RECORDS TO PROCESS Block Start

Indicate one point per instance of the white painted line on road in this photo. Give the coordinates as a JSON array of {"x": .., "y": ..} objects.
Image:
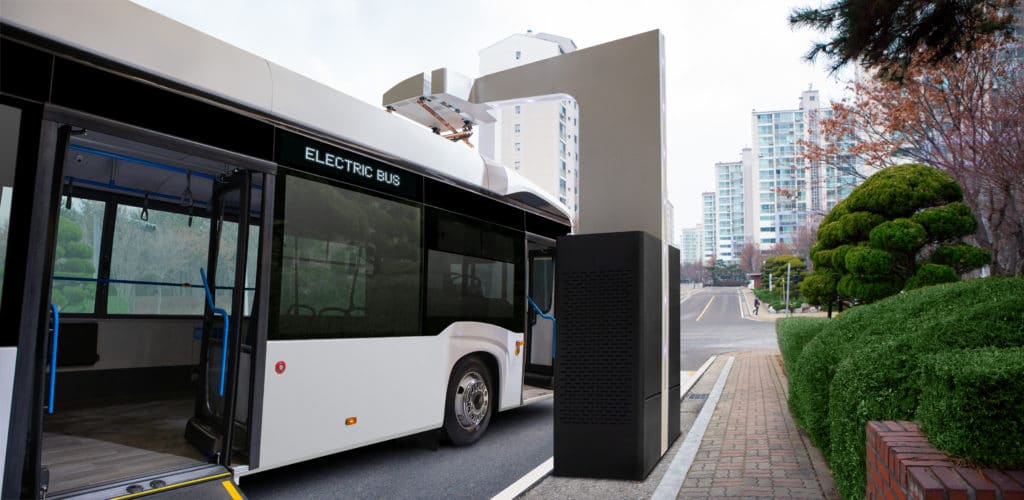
[
  {"x": 527, "y": 481},
  {"x": 672, "y": 482},
  {"x": 706, "y": 307},
  {"x": 687, "y": 385}
]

RECORDS TO PROCESS Block End

DESCRIPTION OF THE TASK> The reply has to reproduce every line above verbatim and contain no pictures.

REPLY TO THE EXERCISE>
Indicate one point per instance of the white painted line on road in this photo. Give the coordinates as a JSON array of {"x": .., "y": ..} objects.
Image:
[
  {"x": 527, "y": 481},
  {"x": 672, "y": 482},
  {"x": 706, "y": 307},
  {"x": 687, "y": 385}
]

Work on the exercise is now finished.